___ Input material ___
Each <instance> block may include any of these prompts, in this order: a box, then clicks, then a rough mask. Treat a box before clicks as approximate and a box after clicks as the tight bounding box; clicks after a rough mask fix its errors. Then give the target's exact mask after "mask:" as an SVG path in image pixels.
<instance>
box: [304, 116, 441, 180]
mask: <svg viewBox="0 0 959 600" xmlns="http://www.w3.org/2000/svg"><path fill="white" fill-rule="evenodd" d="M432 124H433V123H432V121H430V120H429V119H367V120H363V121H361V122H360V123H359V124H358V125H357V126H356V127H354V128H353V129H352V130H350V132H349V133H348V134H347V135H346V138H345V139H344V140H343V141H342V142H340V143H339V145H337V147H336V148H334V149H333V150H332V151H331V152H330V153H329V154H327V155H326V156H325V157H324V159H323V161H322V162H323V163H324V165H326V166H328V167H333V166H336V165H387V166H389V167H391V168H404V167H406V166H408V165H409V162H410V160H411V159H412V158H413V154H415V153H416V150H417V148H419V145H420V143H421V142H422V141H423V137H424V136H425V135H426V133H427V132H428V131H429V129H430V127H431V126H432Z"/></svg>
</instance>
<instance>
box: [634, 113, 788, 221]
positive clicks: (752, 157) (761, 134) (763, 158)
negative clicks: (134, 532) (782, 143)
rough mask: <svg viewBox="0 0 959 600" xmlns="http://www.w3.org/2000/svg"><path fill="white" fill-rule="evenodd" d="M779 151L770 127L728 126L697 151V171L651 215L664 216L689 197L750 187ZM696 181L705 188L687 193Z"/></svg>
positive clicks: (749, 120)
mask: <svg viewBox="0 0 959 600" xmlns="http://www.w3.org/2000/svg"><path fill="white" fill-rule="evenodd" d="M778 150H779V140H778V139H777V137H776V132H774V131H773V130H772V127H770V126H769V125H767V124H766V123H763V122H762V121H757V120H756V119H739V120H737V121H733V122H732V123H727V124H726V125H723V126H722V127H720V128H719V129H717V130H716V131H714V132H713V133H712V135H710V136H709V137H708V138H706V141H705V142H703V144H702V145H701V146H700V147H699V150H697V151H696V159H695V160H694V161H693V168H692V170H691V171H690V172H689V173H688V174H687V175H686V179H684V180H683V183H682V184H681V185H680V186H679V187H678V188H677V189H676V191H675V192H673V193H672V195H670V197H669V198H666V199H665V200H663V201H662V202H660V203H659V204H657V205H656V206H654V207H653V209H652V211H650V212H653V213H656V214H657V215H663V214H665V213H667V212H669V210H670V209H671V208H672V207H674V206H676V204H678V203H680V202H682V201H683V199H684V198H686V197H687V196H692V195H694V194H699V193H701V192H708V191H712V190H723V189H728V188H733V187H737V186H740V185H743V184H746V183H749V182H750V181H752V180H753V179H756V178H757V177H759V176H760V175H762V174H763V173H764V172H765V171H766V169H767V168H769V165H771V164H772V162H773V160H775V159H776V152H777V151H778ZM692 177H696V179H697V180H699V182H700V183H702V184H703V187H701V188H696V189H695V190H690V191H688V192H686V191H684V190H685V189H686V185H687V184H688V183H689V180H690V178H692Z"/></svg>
___
What needs to be done
Please repeat every item above word for word, with no changes.

Response area
Each <instance> block may include any of these prompts, in this order: a box, then clicks, then a rough mask. Treat a box before clicks as approximate and a box after clicks as the tight bounding box; clicks after a rough mask fix its errors. Then give the target's exact mask after "mask:" as an SVG path in image pixels.
<instance>
box: [304, 116, 441, 180]
mask: <svg viewBox="0 0 959 600" xmlns="http://www.w3.org/2000/svg"><path fill="white" fill-rule="evenodd" d="M432 124H433V123H432V121H430V120H429V119H367V120H363V121H361V122H360V123H359V124H358V125H357V126H356V127H354V128H353V129H352V130H350V132H349V133H348V134H347V135H346V138H345V139H344V140H343V141H342V142H340V143H339V145H337V147H336V148H334V149H333V150H332V151H331V152H330V153H329V154H327V155H326V156H325V157H324V159H323V161H322V162H323V163H324V165H326V166H328V167H333V166H336V165H387V166H389V167H391V168H404V167H406V166H408V165H409V162H410V160H411V159H412V158H413V154H415V153H416V150H417V148H419V145H420V143H421V142H422V141H423V137H424V136H425V135H426V133H427V132H428V131H429V129H430V127H431V126H432Z"/></svg>
</instance>
<instance>
box: [634, 113, 788, 221]
positive clicks: (752, 157) (761, 134) (763, 158)
negative clicks: (134, 532) (782, 143)
rough mask: <svg viewBox="0 0 959 600" xmlns="http://www.w3.org/2000/svg"><path fill="white" fill-rule="evenodd" d="M779 151L770 127L728 126L697 151V171L651 215L664 216L689 197L750 187ZM696 181L705 188L687 193Z"/></svg>
positive clicks: (749, 120)
mask: <svg viewBox="0 0 959 600" xmlns="http://www.w3.org/2000/svg"><path fill="white" fill-rule="evenodd" d="M778 150H779V140H778V139H777V137H776V132H774V131H773V130H772V127H770V126H769V125H767V124H766V123H763V122H762V121H757V120H756V119H739V120H737V121H733V122H732V123H727V124H726V125H723V126H722V127H720V128H719V129H717V130H716V131H714V132H713V133H712V135H710V136H709V137H708V138H706V141H705V142H703V144H702V145H701V146H700V147H699V150H697V151H696V159H695V160H694V161H693V168H692V170H691V171H690V172H689V173H688V174H687V175H686V179H684V180H683V183H682V184H681V185H680V186H679V187H678V188H677V189H676V191H675V192H673V193H672V195H670V197H669V198H666V199H665V200H663V201H662V202H660V203H659V204H657V205H656V206H654V207H653V209H652V211H650V212H653V213H656V214H657V215H663V214H665V213H667V212H669V210H670V209H671V208H672V207H674V206H676V204H678V203H680V202H682V201H683V199H684V198H686V197H687V196H692V195H694V194H699V193H701V192H708V191H712V190H723V189H728V188H733V187H737V186H740V185H743V184H746V183H749V182H750V181H752V180H753V179H756V178H757V177H759V176H760V175H762V174H763V173H764V172H765V171H766V169H767V168H769V165H771V164H772V162H773V160H775V159H776V152H777V151H778ZM692 177H696V179H697V180H699V182H700V183H702V184H703V187H701V188H696V189H695V190H690V191H688V192H686V191H684V190H685V189H686V185H687V184H688V183H689V180H690V178H692Z"/></svg>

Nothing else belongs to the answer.